= Set problem =
Take the part of the material that opens with the line containing "Where can you see the clear" and runs through the end of the material, switch "meadow" to "pasture", and give those lines again with everything else unchanged.

====================

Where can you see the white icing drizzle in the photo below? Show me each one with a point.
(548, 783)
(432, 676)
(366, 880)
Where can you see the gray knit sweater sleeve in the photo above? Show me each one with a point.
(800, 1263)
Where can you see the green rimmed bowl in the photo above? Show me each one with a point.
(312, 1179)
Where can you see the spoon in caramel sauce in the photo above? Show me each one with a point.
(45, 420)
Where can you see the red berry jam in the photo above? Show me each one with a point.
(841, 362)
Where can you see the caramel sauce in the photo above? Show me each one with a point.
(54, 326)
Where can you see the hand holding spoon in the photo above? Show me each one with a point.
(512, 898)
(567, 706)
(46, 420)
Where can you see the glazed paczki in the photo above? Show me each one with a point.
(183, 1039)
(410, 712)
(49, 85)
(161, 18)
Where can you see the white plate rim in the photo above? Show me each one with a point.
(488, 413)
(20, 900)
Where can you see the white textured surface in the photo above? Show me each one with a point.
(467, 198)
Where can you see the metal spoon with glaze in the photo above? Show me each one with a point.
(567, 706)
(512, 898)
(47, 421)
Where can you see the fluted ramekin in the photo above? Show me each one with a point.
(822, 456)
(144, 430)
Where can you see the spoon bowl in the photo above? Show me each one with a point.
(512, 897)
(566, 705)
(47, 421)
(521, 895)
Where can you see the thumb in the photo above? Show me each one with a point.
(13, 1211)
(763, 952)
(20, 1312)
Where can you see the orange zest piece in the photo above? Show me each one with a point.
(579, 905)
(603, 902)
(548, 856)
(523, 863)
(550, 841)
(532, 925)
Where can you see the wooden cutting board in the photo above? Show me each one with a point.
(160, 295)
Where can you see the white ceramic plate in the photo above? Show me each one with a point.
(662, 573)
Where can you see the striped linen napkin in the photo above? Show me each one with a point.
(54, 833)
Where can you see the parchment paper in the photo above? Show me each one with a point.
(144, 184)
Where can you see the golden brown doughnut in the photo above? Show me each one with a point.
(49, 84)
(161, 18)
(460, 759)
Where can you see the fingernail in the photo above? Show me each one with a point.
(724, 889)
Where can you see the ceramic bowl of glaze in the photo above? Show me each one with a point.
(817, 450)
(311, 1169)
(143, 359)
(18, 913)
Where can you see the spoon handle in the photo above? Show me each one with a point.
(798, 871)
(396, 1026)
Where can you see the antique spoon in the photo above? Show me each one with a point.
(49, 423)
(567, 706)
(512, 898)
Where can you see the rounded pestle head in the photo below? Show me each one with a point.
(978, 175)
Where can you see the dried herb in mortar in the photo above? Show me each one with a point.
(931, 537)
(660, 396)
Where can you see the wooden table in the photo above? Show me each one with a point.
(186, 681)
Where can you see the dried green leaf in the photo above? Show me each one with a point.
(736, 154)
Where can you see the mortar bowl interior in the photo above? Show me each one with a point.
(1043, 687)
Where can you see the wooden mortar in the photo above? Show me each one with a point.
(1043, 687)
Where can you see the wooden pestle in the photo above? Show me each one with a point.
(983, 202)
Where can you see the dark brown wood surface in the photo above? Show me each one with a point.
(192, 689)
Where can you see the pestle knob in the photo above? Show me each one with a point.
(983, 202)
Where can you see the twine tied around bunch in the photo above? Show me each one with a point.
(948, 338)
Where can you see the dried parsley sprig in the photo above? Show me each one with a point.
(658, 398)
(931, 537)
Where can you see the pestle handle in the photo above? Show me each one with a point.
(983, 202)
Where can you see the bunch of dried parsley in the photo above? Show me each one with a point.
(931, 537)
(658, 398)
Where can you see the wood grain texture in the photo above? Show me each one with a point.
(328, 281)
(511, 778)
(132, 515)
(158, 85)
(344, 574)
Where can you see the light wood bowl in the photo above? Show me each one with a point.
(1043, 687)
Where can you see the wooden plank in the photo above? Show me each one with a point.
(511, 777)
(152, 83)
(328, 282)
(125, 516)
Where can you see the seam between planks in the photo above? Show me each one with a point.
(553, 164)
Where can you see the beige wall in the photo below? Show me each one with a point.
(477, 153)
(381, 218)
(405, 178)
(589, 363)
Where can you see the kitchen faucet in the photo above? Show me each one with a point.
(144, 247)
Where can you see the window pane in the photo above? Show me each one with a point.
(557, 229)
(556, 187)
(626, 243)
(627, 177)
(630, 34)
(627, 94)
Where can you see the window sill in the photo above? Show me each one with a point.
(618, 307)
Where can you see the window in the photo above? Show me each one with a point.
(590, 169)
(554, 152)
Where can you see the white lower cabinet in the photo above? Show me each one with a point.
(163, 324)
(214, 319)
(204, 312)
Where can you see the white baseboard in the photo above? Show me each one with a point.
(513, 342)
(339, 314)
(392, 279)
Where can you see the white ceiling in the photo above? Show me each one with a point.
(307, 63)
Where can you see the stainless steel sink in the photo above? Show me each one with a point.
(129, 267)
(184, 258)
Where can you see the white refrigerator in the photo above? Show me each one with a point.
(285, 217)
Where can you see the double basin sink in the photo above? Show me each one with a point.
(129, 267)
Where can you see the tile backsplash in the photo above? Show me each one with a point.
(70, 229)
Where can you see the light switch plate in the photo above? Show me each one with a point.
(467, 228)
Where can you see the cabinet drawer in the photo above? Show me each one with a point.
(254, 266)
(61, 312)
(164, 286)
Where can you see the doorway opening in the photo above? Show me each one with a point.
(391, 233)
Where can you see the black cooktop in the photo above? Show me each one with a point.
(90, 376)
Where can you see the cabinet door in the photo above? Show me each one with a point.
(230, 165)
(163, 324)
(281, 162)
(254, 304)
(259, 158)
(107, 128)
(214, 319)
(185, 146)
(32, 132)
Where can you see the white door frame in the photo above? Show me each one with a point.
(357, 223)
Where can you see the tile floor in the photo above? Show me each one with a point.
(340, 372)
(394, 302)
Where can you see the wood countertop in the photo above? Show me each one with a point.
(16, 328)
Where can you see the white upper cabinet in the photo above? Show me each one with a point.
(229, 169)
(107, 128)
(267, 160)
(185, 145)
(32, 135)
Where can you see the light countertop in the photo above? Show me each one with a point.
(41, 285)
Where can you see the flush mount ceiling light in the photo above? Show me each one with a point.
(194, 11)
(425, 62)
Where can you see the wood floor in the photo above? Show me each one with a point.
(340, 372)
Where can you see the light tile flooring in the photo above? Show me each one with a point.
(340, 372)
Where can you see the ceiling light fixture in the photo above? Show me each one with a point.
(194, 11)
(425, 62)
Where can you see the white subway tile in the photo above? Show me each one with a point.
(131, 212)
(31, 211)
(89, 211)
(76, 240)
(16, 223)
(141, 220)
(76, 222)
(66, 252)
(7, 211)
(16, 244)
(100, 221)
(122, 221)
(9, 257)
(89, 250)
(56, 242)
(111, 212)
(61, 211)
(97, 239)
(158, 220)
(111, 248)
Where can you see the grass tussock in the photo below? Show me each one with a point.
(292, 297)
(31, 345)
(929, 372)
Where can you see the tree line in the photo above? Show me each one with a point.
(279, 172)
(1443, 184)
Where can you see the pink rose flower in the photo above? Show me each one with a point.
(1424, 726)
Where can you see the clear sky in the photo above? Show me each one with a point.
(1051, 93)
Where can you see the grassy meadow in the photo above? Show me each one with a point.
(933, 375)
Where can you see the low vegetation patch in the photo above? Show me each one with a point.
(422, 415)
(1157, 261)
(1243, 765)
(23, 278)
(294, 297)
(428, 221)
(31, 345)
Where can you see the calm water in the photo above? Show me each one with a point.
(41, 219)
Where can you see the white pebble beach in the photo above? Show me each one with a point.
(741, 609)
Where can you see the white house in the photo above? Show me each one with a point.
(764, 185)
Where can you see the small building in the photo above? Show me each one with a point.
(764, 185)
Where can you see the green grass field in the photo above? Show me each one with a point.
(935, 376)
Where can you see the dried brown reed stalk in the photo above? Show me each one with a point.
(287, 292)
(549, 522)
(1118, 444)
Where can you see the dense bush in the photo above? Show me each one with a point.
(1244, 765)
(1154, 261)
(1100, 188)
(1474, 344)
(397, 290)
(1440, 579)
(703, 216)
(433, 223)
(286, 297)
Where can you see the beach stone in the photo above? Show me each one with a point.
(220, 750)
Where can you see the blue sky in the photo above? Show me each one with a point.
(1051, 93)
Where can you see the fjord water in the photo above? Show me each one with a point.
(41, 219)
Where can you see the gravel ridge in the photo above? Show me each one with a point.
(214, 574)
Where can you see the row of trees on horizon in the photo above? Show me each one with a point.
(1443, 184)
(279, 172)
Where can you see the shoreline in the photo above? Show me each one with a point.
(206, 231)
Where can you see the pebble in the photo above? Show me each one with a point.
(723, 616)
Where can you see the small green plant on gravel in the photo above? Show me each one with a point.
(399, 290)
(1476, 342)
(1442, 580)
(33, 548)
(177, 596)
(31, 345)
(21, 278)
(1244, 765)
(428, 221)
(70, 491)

====================

= Expected answer =
Where can you see the clear sky in the photo above? Show me each one with a point.
(1051, 93)
Where can you see the grassy pasture in the photo above? Show me each one with a point.
(933, 375)
Where can you see the low vegetation patch in the photo above? Show me each one with a point.
(422, 415)
(1157, 261)
(1243, 765)
(23, 278)
(294, 297)
(428, 221)
(31, 345)
Where can you see the calm water in the photo above? Show me each one with a point.
(41, 219)
Where can you see the white pebble beach in the photo above? Show me each one with a point.
(741, 609)
Where can you see the white house in the photo above? Show me each one with a point.
(764, 185)
Where can you see the small building in the photo above? Show me each one with a point.
(764, 185)
Where can you see the green grass field in the photo above? Show me each one with a point.
(935, 376)
Where can you see the dried brown reed stalk in the photo above? Show me each one with a point.
(287, 292)
(549, 522)
(1118, 444)
Where can you see the dense bush in the photo above? Show me each one with a point.
(1244, 765)
(1154, 261)
(1100, 188)
(1474, 344)
(397, 290)
(1440, 579)
(703, 216)
(433, 223)
(286, 297)
Where can you see the beach stone in the photo above? Show me each one with a point.
(220, 750)
Where can you see the blue sky in the photo above? Show me each one with a point.
(1051, 93)
Where can you see the fjord water in the photo above? Show me each one with a point.
(41, 219)
Where can you see the gravel ridge in the photo above? Show me each one with a point.
(214, 574)
Where can you see the row of trees on horizon in the photo above? Show me each one with a point.
(1443, 184)
(279, 172)
Where can you see the shoreline in the photo above? Show me each one with a point.
(206, 231)
Where can you see the pebble in the photo above? Show me each one with a point.
(723, 616)
Where can you see the small green plant on gravel in the photo above? Show me each one with a point.
(399, 290)
(1476, 342)
(1442, 580)
(33, 548)
(177, 596)
(31, 345)
(21, 278)
(1244, 765)
(428, 221)
(70, 491)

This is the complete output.